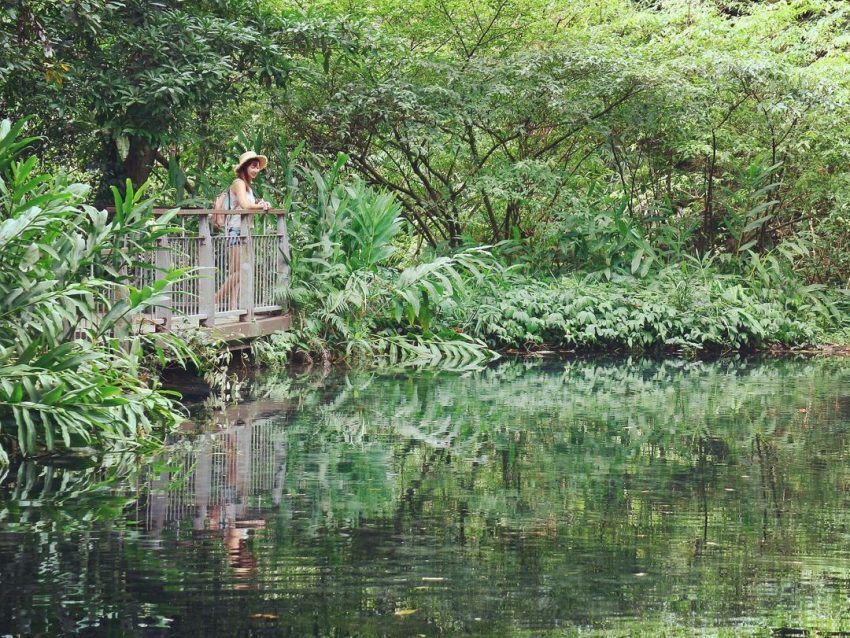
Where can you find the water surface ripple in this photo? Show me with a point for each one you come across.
(586, 497)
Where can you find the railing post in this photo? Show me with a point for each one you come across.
(162, 262)
(246, 266)
(206, 267)
(282, 268)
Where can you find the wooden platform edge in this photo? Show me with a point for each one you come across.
(259, 327)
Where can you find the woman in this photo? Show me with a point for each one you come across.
(240, 197)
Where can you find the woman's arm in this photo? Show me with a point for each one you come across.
(240, 190)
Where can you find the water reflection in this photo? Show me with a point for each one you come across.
(630, 497)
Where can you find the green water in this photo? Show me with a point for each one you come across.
(603, 498)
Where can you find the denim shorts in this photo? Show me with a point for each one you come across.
(233, 236)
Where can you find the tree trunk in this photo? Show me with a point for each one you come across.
(139, 161)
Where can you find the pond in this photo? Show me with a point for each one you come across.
(581, 497)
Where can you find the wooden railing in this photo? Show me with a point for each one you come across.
(235, 279)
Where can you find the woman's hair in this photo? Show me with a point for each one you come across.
(243, 170)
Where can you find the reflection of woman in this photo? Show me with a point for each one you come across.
(241, 197)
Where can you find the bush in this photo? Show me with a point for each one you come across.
(72, 372)
(681, 309)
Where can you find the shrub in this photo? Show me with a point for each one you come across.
(72, 371)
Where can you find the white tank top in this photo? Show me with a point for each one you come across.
(235, 221)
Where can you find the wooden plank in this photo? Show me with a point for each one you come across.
(163, 264)
(284, 257)
(246, 268)
(206, 272)
(250, 329)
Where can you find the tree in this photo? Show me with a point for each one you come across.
(129, 81)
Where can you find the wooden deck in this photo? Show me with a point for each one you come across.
(232, 291)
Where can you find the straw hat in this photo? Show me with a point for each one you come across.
(247, 156)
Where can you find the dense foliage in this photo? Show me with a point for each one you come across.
(650, 174)
(72, 363)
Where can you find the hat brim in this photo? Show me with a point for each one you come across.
(264, 161)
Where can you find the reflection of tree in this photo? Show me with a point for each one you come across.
(530, 495)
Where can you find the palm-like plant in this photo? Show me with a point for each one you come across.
(71, 369)
(351, 301)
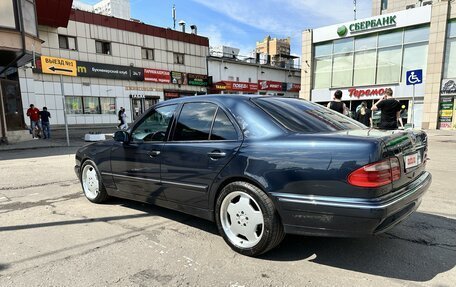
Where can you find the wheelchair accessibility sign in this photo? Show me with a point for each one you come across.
(414, 77)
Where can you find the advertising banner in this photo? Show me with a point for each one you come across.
(197, 80)
(157, 76)
(107, 71)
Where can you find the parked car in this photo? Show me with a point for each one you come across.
(261, 167)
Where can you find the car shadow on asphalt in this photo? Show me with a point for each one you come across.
(417, 250)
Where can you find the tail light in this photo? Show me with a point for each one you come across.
(376, 174)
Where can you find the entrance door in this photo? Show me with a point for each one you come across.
(12, 105)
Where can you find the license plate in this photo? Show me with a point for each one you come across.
(412, 160)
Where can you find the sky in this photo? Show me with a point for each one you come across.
(241, 23)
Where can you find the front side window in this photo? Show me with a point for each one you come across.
(223, 129)
(195, 121)
(154, 126)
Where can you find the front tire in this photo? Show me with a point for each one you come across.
(247, 219)
(91, 183)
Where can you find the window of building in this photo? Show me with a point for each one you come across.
(223, 128)
(7, 14)
(364, 68)
(73, 105)
(342, 70)
(179, 58)
(67, 42)
(194, 123)
(103, 47)
(108, 105)
(389, 65)
(415, 57)
(91, 105)
(29, 16)
(147, 54)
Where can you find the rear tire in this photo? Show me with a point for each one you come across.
(91, 183)
(247, 219)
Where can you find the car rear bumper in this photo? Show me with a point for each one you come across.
(349, 217)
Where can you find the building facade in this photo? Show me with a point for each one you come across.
(119, 63)
(232, 76)
(366, 56)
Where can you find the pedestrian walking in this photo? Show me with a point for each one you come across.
(35, 124)
(364, 115)
(391, 111)
(124, 125)
(337, 105)
(45, 116)
(119, 117)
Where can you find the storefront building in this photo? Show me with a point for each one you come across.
(364, 57)
(119, 63)
(231, 76)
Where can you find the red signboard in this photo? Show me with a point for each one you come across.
(236, 86)
(157, 76)
(357, 93)
(270, 85)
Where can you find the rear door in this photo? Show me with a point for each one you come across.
(203, 142)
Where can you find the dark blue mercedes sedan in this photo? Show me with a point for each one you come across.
(261, 167)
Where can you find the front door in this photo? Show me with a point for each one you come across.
(203, 142)
(136, 164)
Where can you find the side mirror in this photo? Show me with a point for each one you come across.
(121, 136)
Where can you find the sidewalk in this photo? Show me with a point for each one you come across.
(58, 139)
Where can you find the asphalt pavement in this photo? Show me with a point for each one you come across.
(52, 236)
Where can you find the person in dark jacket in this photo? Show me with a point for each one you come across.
(364, 115)
(337, 104)
(391, 111)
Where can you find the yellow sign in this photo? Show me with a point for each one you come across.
(58, 66)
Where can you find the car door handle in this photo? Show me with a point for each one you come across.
(154, 153)
(216, 154)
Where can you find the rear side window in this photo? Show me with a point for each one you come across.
(195, 122)
(223, 129)
(306, 117)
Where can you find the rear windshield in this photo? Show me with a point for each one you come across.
(306, 117)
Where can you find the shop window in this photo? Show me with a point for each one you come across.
(29, 17)
(179, 58)
(147, 54)
(390, 39)
(67, 42)
(364, 70)
(449, 70)
(324, 49)
(91, 105)
(7, 14)
(73, 105)
(415, 57)
(342, 70)
(420, 34)
(108, 105)
(343, 45)
(103, 47)
(389, 65)
(322, 73)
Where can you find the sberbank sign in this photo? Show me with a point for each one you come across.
(366, 25)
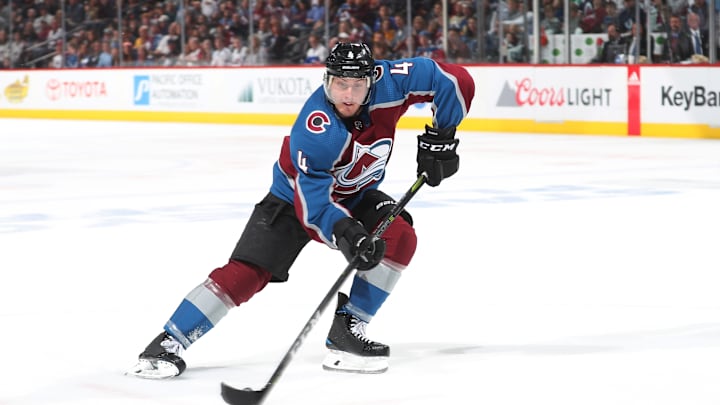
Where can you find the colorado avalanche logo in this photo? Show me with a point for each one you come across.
(367, 166)
(378, 73)
(317, 121)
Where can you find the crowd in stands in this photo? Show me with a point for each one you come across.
(228, 33)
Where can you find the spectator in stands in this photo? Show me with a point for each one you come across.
(512, 45)
(276, 42)
(678, 45)
(4, 46)
(17, 48)
(316, 52)
(659, 15)
(575, 19)
(638, 46)
(458, 51)
(258, 56)
(43, 15)
(591, 22)
(614, 47)
(58, 59)
(611, 15)
(383, 14)
(238, 51)
(698, 36)
(316, 14)
(398, 45)
(75, 13)
(678, 7)
(105, 58)
(428, 49)
(221, 54)
(359, 31)
(700, 8)
(626, 18)
(550, 23)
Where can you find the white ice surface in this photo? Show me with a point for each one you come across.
(558, 270)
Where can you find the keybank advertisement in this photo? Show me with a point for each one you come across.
(689, 95)
(551, 94)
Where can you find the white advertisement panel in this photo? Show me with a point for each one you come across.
(551, 94)
(689, 95)
(253, 90)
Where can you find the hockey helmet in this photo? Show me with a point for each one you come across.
(350, 60)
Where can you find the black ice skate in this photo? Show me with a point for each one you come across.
(350, 349)
(160, 359)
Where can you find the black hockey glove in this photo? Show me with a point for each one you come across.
(437, 154)
(353, 240)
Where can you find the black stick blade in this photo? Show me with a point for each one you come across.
(247, 396)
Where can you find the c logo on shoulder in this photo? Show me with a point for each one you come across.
(317, 121)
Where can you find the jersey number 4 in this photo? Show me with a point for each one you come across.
(302, 162)
(401, 68)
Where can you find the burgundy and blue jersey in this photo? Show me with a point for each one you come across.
(327, 162)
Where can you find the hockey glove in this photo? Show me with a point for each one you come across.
(354, 241)
(437, 154)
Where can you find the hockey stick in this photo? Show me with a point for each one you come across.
(248, 396)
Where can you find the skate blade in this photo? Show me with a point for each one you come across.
(153, 370)
(349, 363)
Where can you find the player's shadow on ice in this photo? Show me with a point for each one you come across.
(690, 336)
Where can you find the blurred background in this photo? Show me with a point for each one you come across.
(108, 33)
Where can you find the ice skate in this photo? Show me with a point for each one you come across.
(350, 350)
(160, 359)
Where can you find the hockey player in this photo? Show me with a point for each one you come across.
(325, 188)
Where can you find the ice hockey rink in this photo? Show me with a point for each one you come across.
(552, 269)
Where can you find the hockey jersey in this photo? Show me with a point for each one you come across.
(327, 162)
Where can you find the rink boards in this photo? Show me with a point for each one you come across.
(635, 100)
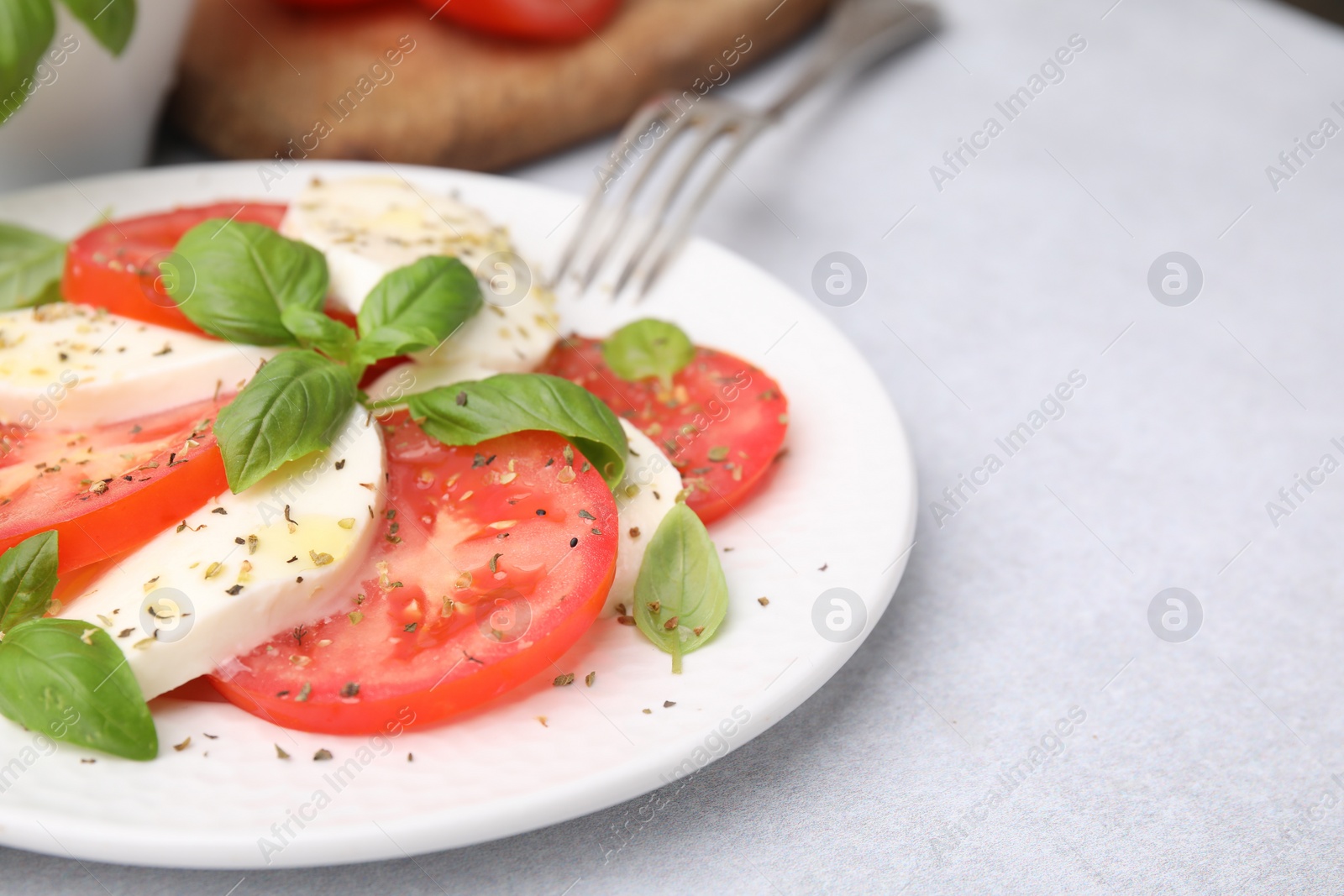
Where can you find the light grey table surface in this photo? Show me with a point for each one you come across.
(1189, 768)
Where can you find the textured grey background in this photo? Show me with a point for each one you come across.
(1200, 768)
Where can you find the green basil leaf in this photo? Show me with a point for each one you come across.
(30, 264)
(648, 348)
(111, 22)
(680, 575)
(27, 579)
(292, 407)
(234, 278)
(69, 679)
(318, 331)
(26, 29)
(470, 412)
(417, 307)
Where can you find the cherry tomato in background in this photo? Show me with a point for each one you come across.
(541, 20)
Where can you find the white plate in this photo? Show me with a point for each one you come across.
(839, 513)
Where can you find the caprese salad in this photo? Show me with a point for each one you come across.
(311, 453)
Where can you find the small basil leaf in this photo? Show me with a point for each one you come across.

* * * * *

> **What you have to do**: From the line containing "Where can you find the white plate" down to the last line of the material, each line is to be retyped exactly; no other lines belong in the answer.

> **The completed task**:
Where can you find the white plate in this photo? Show me with a point for each one you come across.
(839, 513)
Where can you find the caprese salad in this photo? Show me with a point for each one you come across.
(311, 453)
Where can you find the small basil leaf in this photo? Show me with a point for each one you come across.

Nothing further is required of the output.